Objetivo de la tarea:
Redacte la continuación del comentario sobre la contemplación para alcanzar amor, empezando después de su última oración.

Pasaje citado:
↓↓↓
La economía mosaica tuvo su gloria y constituyó una obra maravillosa del poder de Dios. Pero ha tenido que dejar el lugar a la economía del Nuevo Testamento, mucho más gloriosa porque debe permanecer (“habita”).
Jesús es el espíritu vivificador de la nueva Alianza, contrario a “la letra que mata” (2 Cor 3, 6).

Al hacernos cristianos somos configurados según la imagen de Cristo por su Espíritu que trabaja en nosotros, Espíritu que es el mismo Jesús: estamos unidos a él y somos capaces, con su ayuda (“trabaja” porque “habita” en nosotros) de avanzar hacia una mayor perfección hasta que lo contemplamos tal como es.

Sólo el pecado, al alejar la presencia íntima de Dios, priva al hombre de la gloria de Dios.

Todo lo dicho se refiere tanto al “habita” como al “trabaja”, de los que habla san Ignacio en la contemplación para alcanzar amor. Pero sobre todo al “trabaja” porque la gloria de Dios es la manifestación externa de su poder salvífico, de su “trabajo” a favor de los hombres. El “habita” es un presupuesto de este “trabajo”.

Cuarto punto de la contemplación

Todo el comienzo (desde la “mirada del Señor” hasta el tema), como en el primero, el segundo y el tercer punto. Puede convenir recapitular los puntos anteriores, “notando y haciendo pausa en los momentos en que he sentido mayor consolación o mayor sentimiento espiritual” (EE 62 y 64).

1.
“El cuarto punto,
mirar como todos los bienes y dones
descienden de arriba,
así como la mi medida potencia
de la suma e infinita de arriba
(o sea, de Dios nuestro Señor);
y así la justicia, bondad, misericordia, piedad
(y las otras virtudes que concretamente veo en mí,
o que he visto durante estos Ejercicios), etcétera,
así como del sol descienden los rayos,
de la fuente salen las aguas, etcétera.
Después, acabar reflictiendo en mí mismo,
Según está dicho en los puntos anteriores
(“Tomad, Señor, y recibid…”)” (EE 237).

Hay un progreso del primero al cuarto punto. Se comienza considerando los bienes y dones recibidos. Luego, se considera que está Dios en ellos y que “trabaja” (hablando a nuestra manera). Por último, que en el donante –que está arriba- el don está en una medida suma e infinita, mientras que en nosotros está a mi medida, pero siempre con posibilidad de aumentar.
Si en el primer punto miramos sobre todo al pasado, pues hablamos de los dones y bienes recibidos, en el segundo y tercer punto miramos al presente; y, en el cuarto punto, apuntamos sobre todo al futuro, esperando siempre más.
Si en los tres primeros puntos miramos hacia abajo –hacia nosotros-, en el cuarto punto miramos hacia arriba, hacia la fuente de todos los bienes.
Aunque se habla de bienes y dones, no se deben excluir los males, que Dios convierte en bienes.
“Dios –dice el refrán popular- escribe derecho con líneas torcidas.” Podemos agradecer eso “derecho” que Dios saca de nuestros males: tentaciones e incluso pecados. “¡Oh feliz culpa –dice la Iglesia en el pregón pascual –que tal Redentor nos mereció!”
↑↑↑
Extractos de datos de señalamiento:
↓↓↓
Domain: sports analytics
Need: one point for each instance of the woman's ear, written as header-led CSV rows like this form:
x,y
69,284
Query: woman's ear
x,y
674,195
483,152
↑↑↑
Respuesta:
Es claro que Dios no quiere el pecado y, sin duda, aborrece el mayor de todos ellos, el homicidio de su Hijo. A pesar de ello, sorprende la repetida afirmación de las Escrituras de que la pasión y muerte de Cristo estaban escritas y que era preciso que tuviesen lugar (cf. Hech 2, 23). Así, pues, la muerte de Cristo había sido prevista y planeada por Dios Padre.
Naturalmente, el pecado es algo que debemos odiar y evitar. A pesar de ello, podemos alabar y agradecer incluso por nuestros pecados propios –cuando nos hemos arrepentido-, porque él sacará gran provecho de ellos. En esta misma línea, la Iglesia, en un éxtasis de amor, canta en la liturgia pascual: “¡Oh necesario pecado de Adán!”. Y san Pablo dice expresamente a los romanos:

“Donde abundó el pecado, sobreabundó la gracia. ¿Qué diremos, pues? ¿Qué debemos permanecer en el pecado para que la gracia se multiplique? ¡De ningún modo!” (Rom 5, 20; 6, 1).

Se trata de algo que difícilmente osaríamos pensar: agradecer y alabar a Dios incluso por nuestros pecados. ¡Cuánto más por nuestras tentaciones y desolaciones, por nuestras falsas consolaciones y hasta por los defectos de nuestro temperamento o por los pecados capitales, fuente de tantos pecados, defectos e imperfecciones!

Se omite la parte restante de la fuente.